- Task -
Keep only the lines of the listing below that contain the word "vegetation", and copy each of them in full.

- Data supplied -
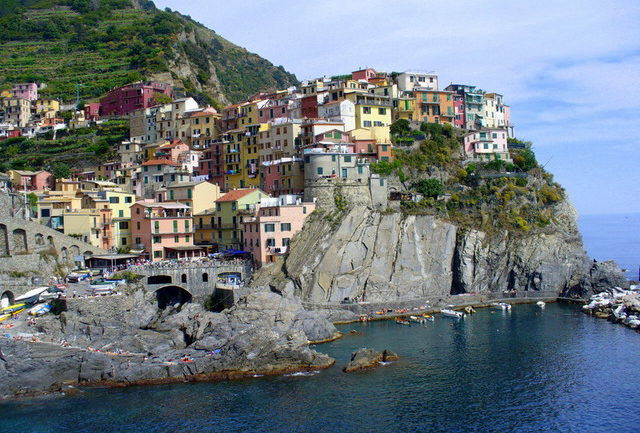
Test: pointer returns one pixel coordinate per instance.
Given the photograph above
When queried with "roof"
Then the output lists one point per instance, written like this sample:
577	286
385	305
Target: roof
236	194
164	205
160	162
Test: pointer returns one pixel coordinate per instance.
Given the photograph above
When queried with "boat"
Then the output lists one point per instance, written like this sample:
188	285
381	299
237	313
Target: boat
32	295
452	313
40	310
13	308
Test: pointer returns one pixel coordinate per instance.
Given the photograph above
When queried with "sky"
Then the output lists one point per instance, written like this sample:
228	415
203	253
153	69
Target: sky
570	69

--

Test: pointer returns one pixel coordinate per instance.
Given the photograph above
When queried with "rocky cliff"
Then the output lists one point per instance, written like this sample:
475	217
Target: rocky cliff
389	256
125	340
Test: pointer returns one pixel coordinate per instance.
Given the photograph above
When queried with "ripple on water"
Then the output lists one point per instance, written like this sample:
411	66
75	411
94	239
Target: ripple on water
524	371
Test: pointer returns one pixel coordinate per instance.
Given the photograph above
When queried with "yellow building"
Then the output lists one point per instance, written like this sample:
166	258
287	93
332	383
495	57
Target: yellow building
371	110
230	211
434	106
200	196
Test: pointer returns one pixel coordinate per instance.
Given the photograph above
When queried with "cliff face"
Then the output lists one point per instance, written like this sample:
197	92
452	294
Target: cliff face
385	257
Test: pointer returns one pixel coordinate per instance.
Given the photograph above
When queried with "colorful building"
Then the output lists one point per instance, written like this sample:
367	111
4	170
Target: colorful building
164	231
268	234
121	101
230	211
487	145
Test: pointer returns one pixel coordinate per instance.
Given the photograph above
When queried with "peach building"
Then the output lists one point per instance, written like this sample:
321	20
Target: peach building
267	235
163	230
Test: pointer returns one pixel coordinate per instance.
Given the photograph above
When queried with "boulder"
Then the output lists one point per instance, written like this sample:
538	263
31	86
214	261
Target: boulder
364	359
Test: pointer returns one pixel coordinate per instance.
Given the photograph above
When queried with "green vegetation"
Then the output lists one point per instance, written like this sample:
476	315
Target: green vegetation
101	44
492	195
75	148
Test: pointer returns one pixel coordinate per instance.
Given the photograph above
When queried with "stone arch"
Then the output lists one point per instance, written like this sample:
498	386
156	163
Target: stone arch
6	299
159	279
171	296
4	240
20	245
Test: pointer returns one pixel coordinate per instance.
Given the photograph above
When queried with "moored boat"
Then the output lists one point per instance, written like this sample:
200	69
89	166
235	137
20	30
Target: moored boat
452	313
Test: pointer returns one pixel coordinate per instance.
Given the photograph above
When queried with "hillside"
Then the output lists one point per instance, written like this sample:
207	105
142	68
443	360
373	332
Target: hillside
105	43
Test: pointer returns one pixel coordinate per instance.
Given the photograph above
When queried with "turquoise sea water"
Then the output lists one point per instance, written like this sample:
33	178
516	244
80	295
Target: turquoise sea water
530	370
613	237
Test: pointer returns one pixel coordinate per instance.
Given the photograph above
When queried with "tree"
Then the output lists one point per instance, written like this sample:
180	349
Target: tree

--

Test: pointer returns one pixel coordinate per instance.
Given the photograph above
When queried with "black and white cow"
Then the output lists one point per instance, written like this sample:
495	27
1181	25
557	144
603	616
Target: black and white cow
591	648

- Solution to the problem -
When queried with "green vegetation"
Target: green vegetation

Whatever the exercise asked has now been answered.